= Task details =
Only one range belongs in the answer: the line holding "find every wooden" through the last line of the records, reproduced as is.

= Collected data =
+--
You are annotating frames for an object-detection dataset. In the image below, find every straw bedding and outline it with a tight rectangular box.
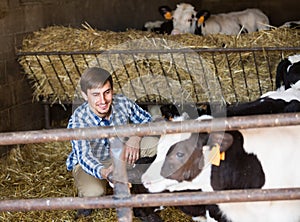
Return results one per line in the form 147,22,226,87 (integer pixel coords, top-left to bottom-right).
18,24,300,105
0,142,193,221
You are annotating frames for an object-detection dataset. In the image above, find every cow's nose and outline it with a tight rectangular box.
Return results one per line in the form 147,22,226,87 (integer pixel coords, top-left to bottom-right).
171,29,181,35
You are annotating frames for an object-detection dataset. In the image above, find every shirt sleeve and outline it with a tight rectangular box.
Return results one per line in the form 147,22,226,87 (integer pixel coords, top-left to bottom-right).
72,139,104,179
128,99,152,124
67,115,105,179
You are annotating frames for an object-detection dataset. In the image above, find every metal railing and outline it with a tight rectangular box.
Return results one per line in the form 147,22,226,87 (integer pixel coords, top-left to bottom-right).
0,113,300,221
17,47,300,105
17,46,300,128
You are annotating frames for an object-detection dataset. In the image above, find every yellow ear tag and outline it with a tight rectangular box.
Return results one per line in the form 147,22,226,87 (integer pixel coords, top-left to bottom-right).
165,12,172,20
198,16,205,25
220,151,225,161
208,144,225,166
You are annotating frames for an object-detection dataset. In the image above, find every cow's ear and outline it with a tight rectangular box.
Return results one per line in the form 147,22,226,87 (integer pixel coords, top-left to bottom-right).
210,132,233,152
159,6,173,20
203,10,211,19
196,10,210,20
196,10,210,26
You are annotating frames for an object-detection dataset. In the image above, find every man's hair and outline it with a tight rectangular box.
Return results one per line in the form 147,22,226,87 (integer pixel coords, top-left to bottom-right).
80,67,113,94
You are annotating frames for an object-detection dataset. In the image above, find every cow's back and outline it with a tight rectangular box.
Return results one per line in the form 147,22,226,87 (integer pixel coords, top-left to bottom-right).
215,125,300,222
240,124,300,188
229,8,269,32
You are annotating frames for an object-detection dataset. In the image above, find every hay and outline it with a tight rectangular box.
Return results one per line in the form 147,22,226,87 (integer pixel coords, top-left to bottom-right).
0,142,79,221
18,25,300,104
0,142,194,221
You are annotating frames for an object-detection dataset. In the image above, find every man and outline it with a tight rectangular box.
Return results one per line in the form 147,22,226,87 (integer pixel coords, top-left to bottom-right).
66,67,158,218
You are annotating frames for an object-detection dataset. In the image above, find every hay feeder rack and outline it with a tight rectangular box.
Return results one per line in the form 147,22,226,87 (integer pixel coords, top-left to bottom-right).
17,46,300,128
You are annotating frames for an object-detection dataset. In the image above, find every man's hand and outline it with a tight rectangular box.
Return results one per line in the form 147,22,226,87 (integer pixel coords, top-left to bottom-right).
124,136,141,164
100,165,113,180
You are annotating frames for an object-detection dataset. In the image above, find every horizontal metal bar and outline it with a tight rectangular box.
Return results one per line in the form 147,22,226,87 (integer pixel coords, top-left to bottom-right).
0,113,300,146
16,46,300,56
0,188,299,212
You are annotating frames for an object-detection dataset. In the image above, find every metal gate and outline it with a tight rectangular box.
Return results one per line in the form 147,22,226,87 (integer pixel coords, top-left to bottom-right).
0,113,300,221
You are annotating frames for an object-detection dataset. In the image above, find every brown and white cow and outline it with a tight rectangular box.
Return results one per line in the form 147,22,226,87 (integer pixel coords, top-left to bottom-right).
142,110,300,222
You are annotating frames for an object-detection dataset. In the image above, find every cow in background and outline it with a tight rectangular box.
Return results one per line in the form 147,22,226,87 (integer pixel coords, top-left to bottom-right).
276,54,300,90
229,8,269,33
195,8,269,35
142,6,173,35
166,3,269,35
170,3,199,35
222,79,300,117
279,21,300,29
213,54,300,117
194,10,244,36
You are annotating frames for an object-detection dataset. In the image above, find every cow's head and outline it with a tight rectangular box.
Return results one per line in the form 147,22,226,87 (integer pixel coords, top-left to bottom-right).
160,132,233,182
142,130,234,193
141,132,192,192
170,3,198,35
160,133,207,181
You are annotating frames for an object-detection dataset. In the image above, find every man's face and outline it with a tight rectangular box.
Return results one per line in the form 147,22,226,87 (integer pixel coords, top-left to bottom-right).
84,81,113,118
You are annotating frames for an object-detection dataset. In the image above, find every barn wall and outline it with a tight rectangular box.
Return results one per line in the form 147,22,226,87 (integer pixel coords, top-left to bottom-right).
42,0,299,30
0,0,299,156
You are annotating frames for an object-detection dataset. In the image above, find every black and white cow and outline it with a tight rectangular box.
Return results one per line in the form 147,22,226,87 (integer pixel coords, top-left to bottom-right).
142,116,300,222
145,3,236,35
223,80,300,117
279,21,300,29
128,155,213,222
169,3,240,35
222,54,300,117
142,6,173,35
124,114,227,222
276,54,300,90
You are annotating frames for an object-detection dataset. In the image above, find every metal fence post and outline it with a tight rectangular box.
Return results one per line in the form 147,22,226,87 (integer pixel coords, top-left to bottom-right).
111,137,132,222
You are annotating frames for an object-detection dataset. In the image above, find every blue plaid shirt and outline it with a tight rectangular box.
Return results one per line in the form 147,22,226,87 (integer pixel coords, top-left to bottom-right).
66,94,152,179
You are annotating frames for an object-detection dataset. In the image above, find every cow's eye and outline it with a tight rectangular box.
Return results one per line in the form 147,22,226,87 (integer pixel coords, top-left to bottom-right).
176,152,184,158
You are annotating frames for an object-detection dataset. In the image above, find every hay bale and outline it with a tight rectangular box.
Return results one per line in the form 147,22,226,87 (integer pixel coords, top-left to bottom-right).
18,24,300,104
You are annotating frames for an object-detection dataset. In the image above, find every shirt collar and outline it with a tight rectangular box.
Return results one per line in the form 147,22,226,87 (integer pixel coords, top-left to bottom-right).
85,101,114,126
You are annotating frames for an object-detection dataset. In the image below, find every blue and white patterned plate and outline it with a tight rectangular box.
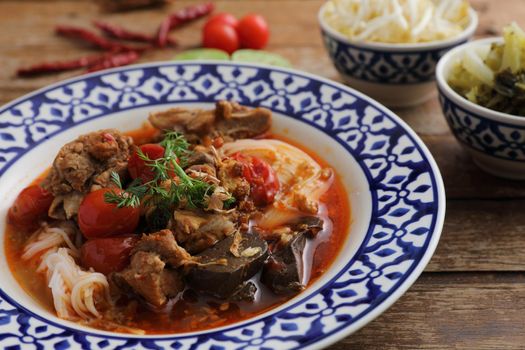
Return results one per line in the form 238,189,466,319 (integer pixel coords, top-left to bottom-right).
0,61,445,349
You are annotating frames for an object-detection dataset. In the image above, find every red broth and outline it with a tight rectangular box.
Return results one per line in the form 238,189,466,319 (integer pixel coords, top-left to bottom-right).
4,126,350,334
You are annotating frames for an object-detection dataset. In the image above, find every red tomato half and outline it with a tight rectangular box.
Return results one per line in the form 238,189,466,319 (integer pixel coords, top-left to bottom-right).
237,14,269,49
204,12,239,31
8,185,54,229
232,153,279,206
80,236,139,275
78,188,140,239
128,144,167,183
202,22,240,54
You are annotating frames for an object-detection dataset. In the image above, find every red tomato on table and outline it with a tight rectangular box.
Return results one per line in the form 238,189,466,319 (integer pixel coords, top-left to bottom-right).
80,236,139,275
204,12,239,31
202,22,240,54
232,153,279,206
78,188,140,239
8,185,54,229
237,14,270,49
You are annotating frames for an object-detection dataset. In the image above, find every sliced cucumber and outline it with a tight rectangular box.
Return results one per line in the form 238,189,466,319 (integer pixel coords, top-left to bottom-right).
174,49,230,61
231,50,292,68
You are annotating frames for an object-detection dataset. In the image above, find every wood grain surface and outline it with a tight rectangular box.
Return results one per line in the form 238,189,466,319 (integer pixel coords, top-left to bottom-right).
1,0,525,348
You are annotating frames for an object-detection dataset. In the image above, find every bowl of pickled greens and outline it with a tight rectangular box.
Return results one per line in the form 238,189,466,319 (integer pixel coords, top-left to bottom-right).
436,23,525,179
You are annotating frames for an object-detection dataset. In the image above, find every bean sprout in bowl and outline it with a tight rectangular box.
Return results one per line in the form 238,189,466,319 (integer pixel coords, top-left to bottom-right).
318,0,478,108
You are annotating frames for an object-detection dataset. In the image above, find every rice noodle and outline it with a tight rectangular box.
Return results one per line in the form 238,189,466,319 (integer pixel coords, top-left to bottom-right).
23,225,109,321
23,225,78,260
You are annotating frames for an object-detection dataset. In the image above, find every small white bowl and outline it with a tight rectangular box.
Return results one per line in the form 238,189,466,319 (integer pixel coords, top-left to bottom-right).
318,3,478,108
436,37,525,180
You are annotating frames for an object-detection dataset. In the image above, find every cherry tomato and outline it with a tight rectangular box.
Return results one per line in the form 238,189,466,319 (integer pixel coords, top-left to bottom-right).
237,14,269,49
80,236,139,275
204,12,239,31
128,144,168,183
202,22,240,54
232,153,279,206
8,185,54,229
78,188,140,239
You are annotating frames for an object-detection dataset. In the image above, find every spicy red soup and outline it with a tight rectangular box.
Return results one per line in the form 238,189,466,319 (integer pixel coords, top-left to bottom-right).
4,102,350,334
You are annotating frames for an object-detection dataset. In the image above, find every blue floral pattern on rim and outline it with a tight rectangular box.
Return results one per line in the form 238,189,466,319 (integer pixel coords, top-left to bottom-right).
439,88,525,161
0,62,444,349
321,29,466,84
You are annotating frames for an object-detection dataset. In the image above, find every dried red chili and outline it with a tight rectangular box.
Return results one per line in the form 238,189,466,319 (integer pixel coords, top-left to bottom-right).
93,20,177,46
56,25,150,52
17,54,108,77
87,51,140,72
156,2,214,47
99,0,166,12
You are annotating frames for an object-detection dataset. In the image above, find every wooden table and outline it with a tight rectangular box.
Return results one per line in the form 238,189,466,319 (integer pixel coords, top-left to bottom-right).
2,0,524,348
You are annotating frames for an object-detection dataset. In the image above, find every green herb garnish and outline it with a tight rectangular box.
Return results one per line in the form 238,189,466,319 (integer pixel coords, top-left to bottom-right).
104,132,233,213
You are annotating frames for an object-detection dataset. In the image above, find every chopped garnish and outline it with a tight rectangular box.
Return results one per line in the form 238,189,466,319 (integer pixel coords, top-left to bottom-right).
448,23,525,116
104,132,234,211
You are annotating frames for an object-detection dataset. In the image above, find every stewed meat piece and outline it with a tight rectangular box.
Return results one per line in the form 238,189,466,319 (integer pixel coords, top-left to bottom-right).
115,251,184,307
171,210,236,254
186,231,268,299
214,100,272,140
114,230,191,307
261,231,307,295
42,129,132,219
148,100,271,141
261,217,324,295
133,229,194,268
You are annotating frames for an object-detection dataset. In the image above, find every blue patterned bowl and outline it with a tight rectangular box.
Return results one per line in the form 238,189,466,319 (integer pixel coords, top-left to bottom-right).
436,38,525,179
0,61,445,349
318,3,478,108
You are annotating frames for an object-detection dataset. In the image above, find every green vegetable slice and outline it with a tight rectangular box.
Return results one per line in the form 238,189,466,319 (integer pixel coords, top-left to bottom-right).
+--
= Response below =
You are annotating frames for an object-detection dataset. In the image above, find every wooden table and outline it with a tight rectangular box.
Return results one per line in the form 238,189,466,319 (integer pixel coords, top-left to bottom-right).
2,0,524,348
You are annotating frames for an object-detection dataset. In the image above, find every green herb garnish and outline it with a tight rectangular box.
Return results one per line in the form 238,189,466,319 (integer pixel coords, top-left to bottom-right).
104,132,233,213
You are annotating frames for an object-detection dataset. In the image above, find every chopped garnish and outline it with a tight rectangular box.
Return results one per line in the form 238,189,466,319 (integer pixel coords, top-left to bottom-right).
448,23,525,116
104,132,234,211
You are annotating frames for an object-detection dataset. In the image above, find every stewed meat piece and outline it with a tight rectangular box.
Return results one per line in the form 238,189,466,319 (integer pixel coords, top-left to bottom-right).
115,251,184,307
171,210,236,254
186,231,268,299
214,100,272,140
114,230,191,307
261,231,307,295
42,129,132,219
148,100,271,141
261,217,324,295
133,229,194,268
You are annotating frames for an object-detection dataset. In the image above, find every blue patterned bowl and outline it with a tight rectangular box.
Return results one per line in the form 238,189,466,319 (integer pixel coords, top-left to bottom-right).
436,38,525,179
0,61,445,349
318,3,478,108
You are annotating frames for an object-detection dataset. In the image above, find every green vegetable slice and outline it with a tight rectangular box.
Return results one per line in the form 238,189,466,319 (integer pixel coords, top-left to bottom-right).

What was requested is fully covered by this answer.